What to work on -
Look for "of the grass." in the entries below. Then write out exactly the line that holds it and every line after it, to the last, and nothing else.
Top of Data for analysis
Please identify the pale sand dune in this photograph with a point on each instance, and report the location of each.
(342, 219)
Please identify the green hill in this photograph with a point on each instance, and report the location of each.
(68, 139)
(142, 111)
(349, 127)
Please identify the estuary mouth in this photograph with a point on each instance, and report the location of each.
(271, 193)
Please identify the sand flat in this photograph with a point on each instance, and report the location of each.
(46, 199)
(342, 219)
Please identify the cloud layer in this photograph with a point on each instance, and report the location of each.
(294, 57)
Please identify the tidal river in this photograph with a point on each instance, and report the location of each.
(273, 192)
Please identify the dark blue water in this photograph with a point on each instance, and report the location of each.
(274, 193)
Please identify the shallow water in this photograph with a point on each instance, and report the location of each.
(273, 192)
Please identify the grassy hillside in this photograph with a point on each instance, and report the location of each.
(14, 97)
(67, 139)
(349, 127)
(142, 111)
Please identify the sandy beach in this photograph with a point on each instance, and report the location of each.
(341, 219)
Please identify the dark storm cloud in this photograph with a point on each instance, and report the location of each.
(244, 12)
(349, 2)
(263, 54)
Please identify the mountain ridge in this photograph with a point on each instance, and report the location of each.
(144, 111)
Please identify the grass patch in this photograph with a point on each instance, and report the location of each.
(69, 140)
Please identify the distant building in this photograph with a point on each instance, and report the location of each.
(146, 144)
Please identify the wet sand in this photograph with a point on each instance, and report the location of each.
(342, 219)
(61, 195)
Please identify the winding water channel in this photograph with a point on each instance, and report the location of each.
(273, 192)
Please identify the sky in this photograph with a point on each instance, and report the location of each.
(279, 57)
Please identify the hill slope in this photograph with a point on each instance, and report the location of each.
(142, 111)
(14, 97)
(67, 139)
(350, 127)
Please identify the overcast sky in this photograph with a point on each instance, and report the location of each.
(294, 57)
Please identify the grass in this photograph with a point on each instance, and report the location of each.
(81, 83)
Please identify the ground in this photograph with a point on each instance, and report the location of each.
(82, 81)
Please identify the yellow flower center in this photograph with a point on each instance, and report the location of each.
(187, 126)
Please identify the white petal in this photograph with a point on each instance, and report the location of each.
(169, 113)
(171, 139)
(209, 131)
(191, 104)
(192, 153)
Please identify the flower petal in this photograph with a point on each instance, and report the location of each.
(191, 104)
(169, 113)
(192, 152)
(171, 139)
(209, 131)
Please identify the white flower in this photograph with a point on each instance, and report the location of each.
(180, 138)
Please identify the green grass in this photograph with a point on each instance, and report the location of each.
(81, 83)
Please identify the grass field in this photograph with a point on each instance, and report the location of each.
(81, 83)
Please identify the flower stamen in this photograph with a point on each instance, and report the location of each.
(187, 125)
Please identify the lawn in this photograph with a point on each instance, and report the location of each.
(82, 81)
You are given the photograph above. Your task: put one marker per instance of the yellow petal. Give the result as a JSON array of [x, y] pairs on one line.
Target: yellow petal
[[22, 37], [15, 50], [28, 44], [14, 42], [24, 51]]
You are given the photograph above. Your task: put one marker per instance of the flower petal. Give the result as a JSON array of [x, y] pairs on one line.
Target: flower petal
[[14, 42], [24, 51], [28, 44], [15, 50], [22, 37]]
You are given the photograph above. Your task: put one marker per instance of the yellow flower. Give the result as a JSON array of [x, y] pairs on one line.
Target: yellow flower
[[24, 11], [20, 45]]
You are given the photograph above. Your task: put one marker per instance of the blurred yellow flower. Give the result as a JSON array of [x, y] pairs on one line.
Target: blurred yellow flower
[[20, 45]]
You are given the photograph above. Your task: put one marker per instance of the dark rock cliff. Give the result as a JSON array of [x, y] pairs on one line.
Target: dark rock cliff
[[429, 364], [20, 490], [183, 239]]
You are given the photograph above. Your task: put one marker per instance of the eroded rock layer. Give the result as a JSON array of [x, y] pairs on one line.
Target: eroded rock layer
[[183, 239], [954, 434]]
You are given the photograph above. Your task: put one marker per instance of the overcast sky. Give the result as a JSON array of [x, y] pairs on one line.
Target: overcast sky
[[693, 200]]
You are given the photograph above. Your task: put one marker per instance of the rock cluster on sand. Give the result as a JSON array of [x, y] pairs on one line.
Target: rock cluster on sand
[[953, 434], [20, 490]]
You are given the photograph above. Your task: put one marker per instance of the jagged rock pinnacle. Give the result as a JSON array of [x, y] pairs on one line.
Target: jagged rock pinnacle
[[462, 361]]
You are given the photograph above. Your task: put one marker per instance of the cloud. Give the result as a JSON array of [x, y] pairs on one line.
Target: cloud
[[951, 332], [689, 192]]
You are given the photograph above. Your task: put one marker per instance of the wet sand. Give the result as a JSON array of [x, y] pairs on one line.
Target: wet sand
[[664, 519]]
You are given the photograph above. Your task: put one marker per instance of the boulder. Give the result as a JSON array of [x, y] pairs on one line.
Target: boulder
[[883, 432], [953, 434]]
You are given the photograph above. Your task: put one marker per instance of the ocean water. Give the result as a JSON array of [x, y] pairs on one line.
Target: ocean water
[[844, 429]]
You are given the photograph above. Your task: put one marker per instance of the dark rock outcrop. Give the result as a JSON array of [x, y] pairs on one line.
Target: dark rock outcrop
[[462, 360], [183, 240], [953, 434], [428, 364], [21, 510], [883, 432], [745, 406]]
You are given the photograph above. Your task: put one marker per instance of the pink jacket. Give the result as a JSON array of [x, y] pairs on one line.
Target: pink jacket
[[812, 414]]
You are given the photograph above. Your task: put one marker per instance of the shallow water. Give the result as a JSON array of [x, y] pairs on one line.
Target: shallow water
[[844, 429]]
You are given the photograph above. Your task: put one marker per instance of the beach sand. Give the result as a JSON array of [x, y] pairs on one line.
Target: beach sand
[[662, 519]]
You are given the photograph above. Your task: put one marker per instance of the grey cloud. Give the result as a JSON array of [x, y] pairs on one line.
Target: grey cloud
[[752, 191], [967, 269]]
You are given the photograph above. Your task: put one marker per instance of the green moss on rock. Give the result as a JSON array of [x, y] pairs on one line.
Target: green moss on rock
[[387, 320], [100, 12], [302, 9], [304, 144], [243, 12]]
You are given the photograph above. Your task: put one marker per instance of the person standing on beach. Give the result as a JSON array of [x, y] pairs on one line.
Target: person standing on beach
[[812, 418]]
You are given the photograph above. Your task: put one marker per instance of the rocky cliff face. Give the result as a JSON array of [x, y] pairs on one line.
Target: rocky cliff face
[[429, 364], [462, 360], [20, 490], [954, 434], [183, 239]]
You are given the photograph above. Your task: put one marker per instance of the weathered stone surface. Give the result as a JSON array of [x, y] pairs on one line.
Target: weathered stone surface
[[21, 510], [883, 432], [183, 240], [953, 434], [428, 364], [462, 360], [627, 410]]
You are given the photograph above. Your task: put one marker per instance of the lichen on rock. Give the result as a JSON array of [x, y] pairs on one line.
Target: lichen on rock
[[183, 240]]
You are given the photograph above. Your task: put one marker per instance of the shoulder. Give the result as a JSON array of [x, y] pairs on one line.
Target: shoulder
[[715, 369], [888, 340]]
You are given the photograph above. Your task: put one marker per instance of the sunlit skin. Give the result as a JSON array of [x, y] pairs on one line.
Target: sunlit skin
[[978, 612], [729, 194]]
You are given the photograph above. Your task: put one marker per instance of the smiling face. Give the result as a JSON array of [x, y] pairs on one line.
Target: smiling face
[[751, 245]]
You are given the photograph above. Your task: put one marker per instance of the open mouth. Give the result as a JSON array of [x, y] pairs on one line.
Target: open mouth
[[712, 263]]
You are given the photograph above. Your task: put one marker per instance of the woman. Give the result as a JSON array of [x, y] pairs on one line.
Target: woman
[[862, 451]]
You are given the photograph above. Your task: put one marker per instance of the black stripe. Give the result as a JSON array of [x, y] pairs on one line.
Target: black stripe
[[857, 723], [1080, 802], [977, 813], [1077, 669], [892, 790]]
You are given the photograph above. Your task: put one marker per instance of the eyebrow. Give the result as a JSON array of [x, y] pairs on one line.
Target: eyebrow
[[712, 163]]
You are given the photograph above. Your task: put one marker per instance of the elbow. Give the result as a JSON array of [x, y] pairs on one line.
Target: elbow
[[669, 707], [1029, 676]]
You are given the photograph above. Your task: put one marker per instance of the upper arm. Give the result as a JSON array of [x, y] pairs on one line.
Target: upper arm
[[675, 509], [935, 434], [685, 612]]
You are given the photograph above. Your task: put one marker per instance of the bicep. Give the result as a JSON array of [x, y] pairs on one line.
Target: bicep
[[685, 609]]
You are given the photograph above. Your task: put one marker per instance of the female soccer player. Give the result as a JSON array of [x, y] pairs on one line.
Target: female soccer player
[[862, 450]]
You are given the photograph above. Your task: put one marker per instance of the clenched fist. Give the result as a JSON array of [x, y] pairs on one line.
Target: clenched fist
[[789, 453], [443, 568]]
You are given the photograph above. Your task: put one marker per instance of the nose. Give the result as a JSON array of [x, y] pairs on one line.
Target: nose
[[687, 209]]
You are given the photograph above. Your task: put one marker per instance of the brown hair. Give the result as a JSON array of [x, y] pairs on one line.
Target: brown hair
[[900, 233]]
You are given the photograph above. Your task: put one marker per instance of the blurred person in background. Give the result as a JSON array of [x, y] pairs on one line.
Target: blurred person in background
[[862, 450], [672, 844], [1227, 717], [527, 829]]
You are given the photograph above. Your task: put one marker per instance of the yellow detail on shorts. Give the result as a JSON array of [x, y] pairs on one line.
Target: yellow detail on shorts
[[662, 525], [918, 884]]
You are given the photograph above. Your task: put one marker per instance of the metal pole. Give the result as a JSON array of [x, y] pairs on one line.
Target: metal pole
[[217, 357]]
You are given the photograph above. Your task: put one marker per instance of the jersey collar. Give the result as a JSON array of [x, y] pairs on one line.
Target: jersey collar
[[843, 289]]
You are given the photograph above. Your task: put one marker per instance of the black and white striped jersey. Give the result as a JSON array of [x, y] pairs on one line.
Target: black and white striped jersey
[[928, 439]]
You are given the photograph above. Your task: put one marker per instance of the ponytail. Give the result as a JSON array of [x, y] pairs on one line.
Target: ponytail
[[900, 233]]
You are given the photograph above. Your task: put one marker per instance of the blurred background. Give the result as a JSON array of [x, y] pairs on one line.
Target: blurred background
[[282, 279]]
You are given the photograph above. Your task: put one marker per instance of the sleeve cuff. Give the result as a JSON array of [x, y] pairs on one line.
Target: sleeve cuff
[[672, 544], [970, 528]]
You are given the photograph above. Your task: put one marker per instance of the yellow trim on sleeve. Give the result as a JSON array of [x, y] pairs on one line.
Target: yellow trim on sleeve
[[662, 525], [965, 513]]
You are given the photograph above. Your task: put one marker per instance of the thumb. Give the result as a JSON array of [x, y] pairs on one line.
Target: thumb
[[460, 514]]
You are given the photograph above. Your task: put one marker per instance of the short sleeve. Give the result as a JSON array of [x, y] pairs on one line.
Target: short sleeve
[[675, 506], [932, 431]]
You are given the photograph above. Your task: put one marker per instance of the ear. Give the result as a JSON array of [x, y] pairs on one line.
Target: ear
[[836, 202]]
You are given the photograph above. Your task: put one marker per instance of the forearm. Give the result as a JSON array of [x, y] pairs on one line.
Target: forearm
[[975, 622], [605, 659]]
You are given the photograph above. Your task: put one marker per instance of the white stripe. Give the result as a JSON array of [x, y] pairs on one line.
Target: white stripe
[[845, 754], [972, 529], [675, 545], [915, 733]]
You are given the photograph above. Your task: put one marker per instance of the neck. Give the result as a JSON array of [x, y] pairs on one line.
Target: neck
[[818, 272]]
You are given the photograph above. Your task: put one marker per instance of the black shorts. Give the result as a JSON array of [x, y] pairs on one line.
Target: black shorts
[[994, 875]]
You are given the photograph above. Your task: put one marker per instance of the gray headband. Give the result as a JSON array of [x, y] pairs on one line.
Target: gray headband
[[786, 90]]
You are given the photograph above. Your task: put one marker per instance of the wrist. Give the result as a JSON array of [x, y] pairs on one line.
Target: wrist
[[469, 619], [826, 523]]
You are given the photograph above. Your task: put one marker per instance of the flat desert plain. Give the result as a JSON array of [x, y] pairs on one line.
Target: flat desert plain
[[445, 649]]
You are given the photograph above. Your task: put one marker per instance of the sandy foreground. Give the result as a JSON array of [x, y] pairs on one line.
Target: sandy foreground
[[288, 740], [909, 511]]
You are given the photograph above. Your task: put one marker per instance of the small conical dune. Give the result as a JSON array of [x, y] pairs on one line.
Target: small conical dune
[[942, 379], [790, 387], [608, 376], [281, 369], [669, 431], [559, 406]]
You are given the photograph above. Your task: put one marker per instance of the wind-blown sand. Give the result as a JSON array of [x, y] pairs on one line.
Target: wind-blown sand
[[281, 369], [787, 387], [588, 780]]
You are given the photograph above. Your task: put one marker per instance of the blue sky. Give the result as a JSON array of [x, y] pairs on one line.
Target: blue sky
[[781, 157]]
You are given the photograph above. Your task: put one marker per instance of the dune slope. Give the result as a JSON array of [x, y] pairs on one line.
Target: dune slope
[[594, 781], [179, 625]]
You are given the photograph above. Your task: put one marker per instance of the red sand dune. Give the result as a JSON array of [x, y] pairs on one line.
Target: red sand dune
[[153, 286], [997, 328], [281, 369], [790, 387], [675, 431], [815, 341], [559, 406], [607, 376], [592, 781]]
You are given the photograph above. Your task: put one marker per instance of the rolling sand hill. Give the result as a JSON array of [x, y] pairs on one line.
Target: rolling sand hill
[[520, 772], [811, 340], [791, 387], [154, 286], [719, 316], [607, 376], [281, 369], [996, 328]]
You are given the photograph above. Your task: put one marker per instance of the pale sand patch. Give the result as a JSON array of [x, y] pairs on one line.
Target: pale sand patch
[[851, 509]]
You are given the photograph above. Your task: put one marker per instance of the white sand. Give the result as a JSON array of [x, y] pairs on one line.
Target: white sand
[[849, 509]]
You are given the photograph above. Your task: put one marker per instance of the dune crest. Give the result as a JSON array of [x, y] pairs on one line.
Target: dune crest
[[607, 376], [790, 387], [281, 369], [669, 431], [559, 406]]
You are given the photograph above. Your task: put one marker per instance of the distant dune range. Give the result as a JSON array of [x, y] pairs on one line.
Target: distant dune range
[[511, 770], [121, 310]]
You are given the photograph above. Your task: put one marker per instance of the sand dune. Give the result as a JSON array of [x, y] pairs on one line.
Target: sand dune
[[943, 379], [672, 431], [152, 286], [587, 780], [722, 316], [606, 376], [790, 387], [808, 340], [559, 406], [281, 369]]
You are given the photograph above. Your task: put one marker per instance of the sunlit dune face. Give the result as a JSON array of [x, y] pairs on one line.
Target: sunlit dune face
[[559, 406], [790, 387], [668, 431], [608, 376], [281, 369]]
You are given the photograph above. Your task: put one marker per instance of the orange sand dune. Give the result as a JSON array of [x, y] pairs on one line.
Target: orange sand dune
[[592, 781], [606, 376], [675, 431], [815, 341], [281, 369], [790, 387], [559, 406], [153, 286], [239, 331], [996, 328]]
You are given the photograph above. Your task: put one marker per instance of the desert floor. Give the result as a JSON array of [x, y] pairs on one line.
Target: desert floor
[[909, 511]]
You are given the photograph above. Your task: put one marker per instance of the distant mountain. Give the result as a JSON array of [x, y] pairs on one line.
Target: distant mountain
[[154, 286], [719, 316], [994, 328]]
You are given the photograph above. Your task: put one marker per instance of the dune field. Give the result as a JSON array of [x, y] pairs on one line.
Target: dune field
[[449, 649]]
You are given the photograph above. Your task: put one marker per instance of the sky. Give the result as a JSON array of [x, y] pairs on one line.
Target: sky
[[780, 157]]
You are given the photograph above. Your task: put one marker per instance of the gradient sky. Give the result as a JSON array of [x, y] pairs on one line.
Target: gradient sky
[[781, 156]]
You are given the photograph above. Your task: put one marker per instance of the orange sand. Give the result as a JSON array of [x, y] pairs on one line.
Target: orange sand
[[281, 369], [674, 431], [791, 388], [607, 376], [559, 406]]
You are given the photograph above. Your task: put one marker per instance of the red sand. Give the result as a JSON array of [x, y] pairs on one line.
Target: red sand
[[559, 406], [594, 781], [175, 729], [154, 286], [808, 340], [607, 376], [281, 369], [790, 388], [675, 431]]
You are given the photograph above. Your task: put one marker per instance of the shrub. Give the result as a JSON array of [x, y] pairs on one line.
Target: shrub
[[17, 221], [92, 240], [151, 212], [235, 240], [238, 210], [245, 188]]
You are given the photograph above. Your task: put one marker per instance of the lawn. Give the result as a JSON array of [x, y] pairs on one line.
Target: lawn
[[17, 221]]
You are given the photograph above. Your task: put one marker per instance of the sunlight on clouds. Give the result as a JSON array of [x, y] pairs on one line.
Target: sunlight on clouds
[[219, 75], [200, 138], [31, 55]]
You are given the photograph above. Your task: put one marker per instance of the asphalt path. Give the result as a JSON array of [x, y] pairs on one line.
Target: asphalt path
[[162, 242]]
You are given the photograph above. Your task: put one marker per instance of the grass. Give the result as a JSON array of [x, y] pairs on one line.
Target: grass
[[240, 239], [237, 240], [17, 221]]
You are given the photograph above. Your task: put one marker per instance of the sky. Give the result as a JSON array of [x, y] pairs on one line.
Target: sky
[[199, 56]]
Bottom of Data for analysis
Solved problem -
You are given the photograph above. Your task: put one marker per instance of the grass. Give the result as a JSON array of [x, y] pairs on one line.
Target: grass
[[240, 239], [237, 240], [17, 221]]
You are given the photograph above. Your task: put one marker per instance of the sky. Give the result as a JSON array of [x, y] pairs on one line.
Target: sky
[[199, 56]]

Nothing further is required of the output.